» **WORK REQUIRED**: Copy exactly the lines from the "of the knee?" line to the end, both included, and nothing else.

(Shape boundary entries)
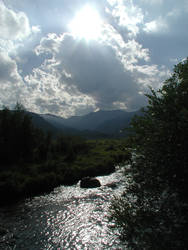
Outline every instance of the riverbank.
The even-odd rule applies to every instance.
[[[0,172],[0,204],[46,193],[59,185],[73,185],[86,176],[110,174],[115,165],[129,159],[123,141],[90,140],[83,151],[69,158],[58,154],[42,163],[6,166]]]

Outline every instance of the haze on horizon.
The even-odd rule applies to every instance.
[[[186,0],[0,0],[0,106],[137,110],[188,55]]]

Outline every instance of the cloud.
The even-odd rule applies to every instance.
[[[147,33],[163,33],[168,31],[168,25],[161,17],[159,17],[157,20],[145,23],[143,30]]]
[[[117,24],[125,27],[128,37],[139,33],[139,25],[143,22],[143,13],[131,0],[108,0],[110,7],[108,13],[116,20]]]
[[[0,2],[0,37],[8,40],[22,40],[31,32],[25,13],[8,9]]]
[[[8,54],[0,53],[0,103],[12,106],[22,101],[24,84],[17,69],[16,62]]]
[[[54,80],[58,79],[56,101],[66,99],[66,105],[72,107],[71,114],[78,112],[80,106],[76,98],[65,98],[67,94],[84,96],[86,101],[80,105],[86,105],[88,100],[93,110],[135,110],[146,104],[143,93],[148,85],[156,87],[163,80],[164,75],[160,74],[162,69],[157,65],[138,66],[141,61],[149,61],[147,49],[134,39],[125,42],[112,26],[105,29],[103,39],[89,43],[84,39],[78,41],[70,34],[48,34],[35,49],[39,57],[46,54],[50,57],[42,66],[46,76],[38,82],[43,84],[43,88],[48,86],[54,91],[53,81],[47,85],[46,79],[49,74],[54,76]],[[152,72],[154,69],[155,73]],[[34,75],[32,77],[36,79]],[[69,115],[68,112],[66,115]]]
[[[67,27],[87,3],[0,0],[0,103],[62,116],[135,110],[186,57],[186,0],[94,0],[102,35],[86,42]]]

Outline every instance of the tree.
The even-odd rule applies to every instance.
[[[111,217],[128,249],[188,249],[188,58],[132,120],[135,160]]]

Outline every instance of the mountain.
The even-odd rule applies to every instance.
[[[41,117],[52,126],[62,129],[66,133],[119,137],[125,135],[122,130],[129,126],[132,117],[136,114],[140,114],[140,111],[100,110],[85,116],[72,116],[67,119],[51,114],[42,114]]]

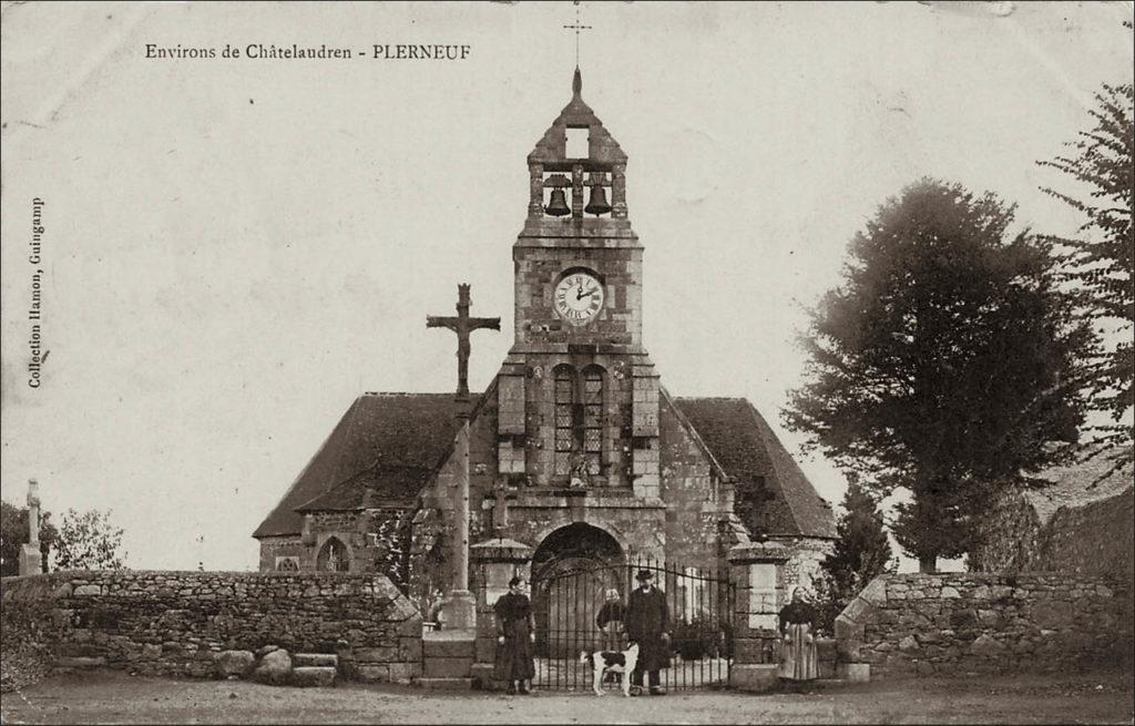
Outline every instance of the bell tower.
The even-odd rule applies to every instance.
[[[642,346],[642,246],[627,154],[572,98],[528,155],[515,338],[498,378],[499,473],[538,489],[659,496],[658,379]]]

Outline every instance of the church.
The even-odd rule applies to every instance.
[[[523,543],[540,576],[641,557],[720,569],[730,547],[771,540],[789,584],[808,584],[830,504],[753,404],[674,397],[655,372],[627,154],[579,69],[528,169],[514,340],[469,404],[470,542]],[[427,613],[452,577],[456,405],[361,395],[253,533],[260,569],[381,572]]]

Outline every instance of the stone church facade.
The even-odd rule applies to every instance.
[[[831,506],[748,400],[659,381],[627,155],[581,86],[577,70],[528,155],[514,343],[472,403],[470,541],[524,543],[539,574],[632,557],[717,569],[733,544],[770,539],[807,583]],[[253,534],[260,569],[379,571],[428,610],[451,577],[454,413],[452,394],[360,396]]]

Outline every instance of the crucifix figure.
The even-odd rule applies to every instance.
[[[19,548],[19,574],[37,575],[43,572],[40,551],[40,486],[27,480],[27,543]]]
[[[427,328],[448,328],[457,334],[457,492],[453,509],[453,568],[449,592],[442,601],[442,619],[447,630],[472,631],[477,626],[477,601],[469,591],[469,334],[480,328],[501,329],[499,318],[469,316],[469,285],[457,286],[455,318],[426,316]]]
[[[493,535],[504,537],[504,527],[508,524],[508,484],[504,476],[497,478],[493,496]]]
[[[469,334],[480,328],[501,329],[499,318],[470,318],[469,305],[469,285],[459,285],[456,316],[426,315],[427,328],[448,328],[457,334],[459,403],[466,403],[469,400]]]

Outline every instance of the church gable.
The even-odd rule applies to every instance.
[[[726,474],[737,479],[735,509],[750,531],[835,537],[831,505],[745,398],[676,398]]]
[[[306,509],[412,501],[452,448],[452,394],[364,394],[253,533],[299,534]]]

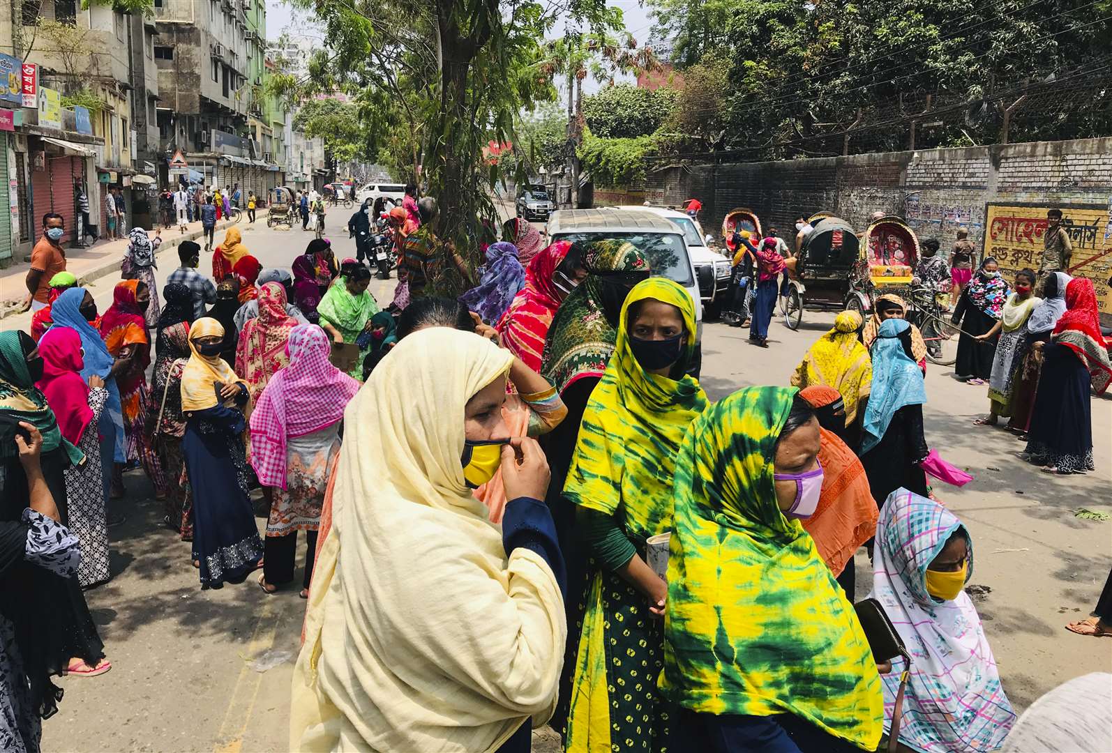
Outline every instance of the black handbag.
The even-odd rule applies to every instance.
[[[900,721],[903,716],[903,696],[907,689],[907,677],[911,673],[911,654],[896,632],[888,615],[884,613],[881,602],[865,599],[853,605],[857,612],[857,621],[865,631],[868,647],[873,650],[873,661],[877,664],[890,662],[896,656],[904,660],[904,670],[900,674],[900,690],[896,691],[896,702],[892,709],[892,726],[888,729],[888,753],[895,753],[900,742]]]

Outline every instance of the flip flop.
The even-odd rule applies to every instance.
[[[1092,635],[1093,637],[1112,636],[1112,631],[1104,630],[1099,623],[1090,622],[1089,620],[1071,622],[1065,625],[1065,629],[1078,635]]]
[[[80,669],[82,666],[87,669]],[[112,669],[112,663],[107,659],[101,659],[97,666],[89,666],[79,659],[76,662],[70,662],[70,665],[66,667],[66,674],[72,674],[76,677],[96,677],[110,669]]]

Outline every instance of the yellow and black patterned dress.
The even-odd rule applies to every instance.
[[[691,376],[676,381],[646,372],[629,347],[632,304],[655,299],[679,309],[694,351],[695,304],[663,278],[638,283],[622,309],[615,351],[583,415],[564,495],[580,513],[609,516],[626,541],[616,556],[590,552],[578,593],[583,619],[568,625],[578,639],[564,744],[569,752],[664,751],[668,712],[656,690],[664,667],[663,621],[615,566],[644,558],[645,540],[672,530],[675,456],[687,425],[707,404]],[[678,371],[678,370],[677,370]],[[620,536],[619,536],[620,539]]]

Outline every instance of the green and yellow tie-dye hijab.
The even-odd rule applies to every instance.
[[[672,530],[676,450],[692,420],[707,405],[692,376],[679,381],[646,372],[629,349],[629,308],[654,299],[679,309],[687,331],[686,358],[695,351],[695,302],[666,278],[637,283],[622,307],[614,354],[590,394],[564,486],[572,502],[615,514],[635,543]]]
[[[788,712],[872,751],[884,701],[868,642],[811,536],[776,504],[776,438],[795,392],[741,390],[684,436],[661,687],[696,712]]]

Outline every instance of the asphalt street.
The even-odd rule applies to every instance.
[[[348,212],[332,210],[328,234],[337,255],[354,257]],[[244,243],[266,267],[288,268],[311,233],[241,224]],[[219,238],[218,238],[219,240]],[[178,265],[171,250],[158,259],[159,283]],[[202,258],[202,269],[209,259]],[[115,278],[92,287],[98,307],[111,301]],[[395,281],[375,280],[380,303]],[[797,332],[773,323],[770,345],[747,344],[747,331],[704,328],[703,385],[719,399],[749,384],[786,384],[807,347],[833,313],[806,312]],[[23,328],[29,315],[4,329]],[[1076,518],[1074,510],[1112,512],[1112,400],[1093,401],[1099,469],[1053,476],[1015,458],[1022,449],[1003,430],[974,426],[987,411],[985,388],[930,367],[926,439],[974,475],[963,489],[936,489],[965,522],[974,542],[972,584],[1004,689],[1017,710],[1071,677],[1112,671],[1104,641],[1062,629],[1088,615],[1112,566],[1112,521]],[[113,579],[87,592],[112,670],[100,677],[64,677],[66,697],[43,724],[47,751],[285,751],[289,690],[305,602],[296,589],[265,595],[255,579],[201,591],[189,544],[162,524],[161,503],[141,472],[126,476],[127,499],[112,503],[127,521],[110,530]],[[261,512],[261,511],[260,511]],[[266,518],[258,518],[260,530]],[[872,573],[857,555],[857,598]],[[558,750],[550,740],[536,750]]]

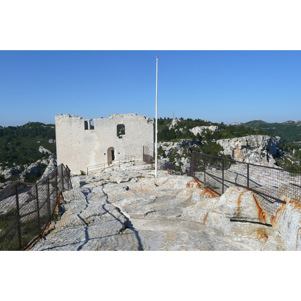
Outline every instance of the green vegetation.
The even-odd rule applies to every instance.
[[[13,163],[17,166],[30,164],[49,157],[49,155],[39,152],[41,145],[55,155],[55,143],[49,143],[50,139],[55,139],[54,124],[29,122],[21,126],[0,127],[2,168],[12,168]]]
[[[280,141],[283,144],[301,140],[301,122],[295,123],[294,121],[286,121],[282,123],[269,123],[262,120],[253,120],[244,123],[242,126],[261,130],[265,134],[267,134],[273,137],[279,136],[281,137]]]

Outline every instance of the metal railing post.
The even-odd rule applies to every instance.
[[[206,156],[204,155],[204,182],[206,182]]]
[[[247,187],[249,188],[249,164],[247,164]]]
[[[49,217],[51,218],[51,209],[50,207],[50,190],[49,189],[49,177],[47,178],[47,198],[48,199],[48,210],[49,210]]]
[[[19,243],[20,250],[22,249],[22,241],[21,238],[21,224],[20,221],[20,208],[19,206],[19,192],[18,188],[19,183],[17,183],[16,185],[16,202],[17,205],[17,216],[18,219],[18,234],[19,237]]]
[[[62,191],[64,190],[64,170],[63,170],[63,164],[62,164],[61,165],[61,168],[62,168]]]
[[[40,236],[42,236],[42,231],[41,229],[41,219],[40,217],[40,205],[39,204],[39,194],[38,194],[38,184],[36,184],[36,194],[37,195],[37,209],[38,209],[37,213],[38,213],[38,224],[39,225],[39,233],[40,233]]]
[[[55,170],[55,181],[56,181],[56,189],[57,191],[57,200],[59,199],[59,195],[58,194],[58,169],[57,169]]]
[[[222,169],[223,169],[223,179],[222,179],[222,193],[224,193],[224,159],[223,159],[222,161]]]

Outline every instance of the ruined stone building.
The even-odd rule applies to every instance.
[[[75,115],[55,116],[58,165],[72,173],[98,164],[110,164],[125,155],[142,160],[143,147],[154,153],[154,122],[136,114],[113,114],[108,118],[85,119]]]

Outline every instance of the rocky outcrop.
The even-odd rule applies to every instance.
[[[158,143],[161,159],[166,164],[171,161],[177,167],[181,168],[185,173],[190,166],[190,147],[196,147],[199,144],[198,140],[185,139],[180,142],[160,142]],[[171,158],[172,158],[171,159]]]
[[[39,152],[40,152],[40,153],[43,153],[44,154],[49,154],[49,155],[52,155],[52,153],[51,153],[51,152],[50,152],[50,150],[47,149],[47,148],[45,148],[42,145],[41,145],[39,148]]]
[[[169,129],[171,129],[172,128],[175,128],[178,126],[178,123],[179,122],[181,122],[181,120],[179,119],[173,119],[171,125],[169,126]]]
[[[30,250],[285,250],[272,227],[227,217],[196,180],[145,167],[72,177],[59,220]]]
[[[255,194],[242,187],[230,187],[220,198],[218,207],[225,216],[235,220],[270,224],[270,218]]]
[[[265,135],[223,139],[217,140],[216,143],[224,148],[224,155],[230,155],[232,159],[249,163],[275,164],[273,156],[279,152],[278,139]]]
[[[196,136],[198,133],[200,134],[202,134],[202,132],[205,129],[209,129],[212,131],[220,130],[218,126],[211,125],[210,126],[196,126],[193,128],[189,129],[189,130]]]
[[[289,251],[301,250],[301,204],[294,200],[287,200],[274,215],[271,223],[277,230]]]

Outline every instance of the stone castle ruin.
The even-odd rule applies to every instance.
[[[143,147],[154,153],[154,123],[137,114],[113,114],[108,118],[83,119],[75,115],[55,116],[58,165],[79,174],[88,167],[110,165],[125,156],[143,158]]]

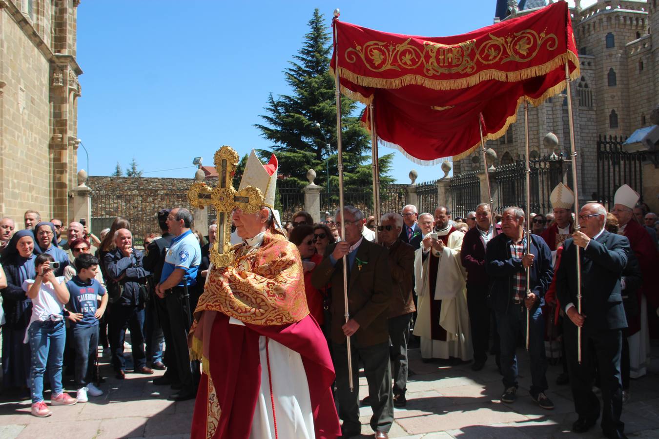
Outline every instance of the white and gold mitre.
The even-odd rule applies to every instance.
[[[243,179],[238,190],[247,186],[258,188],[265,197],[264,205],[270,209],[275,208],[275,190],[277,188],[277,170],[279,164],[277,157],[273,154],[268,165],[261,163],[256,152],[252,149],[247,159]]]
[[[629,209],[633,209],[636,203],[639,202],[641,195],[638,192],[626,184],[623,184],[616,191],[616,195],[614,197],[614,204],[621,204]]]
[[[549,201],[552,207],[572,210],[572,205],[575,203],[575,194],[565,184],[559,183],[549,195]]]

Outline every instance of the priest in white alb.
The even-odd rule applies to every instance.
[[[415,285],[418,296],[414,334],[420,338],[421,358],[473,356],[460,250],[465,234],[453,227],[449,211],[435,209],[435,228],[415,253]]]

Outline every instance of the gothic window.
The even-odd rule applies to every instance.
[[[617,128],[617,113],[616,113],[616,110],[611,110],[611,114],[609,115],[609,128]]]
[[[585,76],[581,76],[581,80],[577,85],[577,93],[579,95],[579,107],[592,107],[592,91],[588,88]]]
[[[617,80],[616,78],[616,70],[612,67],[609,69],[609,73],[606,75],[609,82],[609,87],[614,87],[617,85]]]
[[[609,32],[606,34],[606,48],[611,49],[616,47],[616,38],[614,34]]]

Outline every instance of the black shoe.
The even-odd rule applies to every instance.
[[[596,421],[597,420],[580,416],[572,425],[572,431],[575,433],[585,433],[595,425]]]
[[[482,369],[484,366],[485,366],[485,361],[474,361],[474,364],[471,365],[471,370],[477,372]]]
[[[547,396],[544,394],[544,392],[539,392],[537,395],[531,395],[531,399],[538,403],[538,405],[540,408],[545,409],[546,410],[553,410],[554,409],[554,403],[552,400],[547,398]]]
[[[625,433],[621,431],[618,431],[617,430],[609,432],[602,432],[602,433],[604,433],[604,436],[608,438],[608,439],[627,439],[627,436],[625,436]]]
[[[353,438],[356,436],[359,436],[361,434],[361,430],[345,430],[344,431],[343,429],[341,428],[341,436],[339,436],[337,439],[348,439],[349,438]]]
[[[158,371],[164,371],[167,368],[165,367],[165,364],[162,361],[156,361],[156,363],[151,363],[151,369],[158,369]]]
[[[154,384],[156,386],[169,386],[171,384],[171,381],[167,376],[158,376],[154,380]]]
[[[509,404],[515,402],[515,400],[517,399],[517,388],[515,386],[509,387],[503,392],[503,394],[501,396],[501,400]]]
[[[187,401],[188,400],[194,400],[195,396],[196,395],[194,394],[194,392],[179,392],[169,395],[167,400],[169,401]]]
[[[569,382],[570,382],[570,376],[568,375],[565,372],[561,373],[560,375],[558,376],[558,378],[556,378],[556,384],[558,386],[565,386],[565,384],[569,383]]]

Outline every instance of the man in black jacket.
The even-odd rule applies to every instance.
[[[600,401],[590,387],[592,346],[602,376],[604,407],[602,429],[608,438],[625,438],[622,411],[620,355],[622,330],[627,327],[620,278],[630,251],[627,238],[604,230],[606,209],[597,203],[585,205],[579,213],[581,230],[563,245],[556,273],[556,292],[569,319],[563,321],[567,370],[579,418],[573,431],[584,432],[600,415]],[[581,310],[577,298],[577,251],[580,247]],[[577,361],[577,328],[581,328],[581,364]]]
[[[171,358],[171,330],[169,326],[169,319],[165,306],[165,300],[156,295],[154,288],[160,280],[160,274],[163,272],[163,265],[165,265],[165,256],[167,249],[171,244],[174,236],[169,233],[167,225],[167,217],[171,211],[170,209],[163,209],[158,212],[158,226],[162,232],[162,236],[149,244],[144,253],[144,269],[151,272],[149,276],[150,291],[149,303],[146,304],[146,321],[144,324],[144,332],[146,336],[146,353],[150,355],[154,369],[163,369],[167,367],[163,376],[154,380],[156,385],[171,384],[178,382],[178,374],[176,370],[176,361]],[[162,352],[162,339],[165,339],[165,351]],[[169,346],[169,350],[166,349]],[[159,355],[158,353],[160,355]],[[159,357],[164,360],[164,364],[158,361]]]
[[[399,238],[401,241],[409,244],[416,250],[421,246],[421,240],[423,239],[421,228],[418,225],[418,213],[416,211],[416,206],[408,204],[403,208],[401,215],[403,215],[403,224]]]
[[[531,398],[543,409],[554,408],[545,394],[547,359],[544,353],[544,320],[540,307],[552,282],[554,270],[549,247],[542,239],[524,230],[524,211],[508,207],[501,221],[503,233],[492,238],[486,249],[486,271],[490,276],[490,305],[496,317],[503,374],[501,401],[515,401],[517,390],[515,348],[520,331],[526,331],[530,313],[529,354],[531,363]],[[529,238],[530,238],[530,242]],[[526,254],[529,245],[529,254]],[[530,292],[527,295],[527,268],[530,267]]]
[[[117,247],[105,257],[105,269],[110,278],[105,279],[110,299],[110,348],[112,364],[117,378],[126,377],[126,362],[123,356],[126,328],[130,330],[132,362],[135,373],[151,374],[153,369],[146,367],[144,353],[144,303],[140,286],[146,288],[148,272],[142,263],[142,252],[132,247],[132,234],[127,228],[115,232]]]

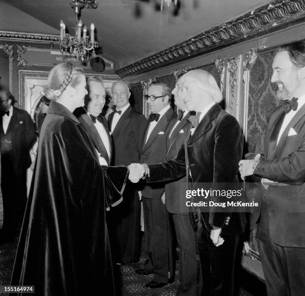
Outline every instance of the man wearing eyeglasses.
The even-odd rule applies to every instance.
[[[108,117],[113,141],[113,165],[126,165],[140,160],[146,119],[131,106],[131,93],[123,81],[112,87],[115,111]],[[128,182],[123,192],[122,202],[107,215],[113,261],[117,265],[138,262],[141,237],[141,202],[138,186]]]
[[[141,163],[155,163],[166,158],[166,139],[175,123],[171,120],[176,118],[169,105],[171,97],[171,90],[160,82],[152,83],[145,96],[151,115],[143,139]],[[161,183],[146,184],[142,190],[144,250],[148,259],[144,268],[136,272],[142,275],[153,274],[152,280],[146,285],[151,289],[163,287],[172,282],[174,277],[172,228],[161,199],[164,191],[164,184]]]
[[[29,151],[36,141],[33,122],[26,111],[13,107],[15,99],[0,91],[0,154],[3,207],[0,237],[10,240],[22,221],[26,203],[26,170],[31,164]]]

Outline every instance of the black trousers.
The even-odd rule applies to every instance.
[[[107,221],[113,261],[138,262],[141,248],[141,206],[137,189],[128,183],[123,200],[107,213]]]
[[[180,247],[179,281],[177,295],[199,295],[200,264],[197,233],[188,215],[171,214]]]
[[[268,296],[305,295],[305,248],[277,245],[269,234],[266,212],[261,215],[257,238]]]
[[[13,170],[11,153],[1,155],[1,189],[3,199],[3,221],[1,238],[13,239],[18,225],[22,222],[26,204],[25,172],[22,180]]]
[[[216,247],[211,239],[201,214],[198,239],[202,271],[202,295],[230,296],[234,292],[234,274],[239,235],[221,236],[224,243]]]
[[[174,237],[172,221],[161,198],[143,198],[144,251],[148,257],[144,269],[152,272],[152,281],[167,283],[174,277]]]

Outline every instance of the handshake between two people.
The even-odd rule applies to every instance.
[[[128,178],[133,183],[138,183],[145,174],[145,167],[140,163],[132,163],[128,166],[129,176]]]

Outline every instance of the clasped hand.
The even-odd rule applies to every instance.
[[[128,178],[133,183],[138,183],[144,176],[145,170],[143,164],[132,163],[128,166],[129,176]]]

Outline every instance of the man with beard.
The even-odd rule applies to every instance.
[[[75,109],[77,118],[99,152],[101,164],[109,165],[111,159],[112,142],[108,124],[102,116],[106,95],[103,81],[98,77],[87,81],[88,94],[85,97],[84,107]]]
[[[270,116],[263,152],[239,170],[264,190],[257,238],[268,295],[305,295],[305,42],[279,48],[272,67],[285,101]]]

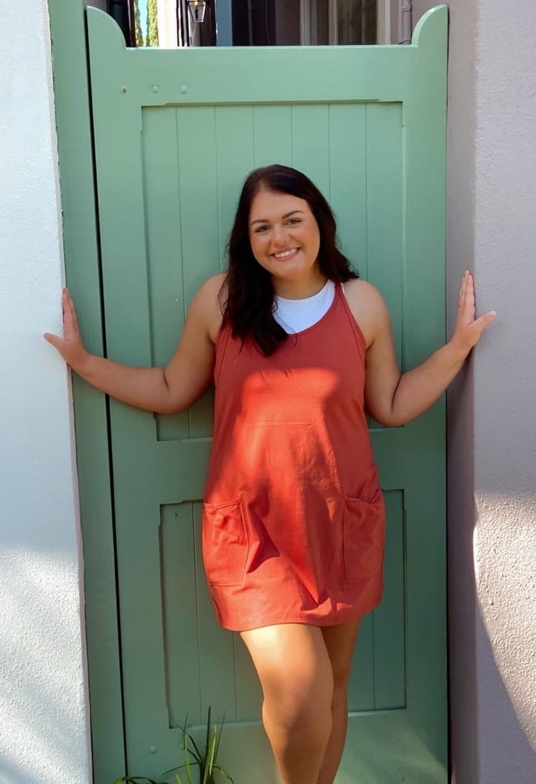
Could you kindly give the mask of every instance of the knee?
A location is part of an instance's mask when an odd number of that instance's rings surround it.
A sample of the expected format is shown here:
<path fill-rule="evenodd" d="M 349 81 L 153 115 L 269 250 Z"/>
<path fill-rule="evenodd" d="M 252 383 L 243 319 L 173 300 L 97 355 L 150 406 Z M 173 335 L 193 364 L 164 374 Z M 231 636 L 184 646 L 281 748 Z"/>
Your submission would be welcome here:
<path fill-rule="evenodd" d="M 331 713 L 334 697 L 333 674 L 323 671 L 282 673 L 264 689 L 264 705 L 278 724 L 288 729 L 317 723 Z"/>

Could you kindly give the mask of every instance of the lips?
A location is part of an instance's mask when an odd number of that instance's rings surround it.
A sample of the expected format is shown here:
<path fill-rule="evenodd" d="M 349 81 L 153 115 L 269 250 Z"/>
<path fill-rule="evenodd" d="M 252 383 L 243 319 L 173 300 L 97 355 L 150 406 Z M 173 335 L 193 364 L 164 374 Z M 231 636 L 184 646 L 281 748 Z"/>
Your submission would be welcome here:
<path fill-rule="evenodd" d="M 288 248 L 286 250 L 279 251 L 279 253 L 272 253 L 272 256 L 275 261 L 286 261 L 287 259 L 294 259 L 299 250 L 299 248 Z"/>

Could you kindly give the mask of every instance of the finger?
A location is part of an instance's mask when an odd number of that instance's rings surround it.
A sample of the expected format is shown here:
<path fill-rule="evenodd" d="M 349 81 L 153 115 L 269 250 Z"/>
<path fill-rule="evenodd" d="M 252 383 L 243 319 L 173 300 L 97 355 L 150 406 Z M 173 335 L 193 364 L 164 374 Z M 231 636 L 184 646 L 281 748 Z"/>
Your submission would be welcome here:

» **TASK ANSWER**:
Could you kindly give the mask of every instance of the knee?
A location is part of an instance's mask when an odd number of that instance's rings surround it.
A sample of the expected format is shown here:
<path fill-rule="evenodd" d="M 349 81 L 153 115 L 269 250 Z"/>
<path fill-rule="evenodd" d="M 252 383 L 243 319 L 173 300 L 97 355 L 150 406 Z M 173 335 L 193 364 L 164 374 Z M 231 636 L 184 646 L 281 748 Z"/>
Your submission would be welcome here:
<path fill-rule="evenodd" d="M 331 713 L 334 697 L 333 674 L 323 671 L 282 673 L 264 689 L 264 705 L 278 724 L 288 729 L 317 723 Z"/>

Could you kindly give the mask of every instance of the lips?
A location is part of an instance's mask when an odd number of that instance's rings surround it.
A sample of the expected format is shown here:
<path fill-rule="evenodd" d="M 349 81 L 153 115 L 269 250 Z"/>
<path fill-rule="evenodd" d="M 252 383 L 243 319 L 173 300 L 97 355 L 150 406 Z M 173 335 L 193 364 L 164 374 Z M 231 636 L 184 646 L 281 748 Z"/>
Your submission would be welcome here:
<path fill-rule="evenodd" d="M 288 248 L 286 250 L 279 251 L 279 253 L 272 253 L 272 256 L 275 261 L 286 261 L 287 259 L 294 259 L 299 250 L 299 248 Z"/>

Could you kindly give the mask of every instance of the finger?
A location is part of an instance's mask when an odd number of that instance's rings surround it.
A sample of the expected format is shown here:
<path fill-rule="evenodd" d="M 349 81 L 153 115 L 269 250 Z"/>
<path fill-rule="evenodd" d="M 252 383 L 243 319 L 173 300 L 97 355 L 150 406 Z M 173 335 L 193 364 L 164 374 Z M 231 636 L 184 646 L 281 748 Z"/>
Your submission would be welcome here:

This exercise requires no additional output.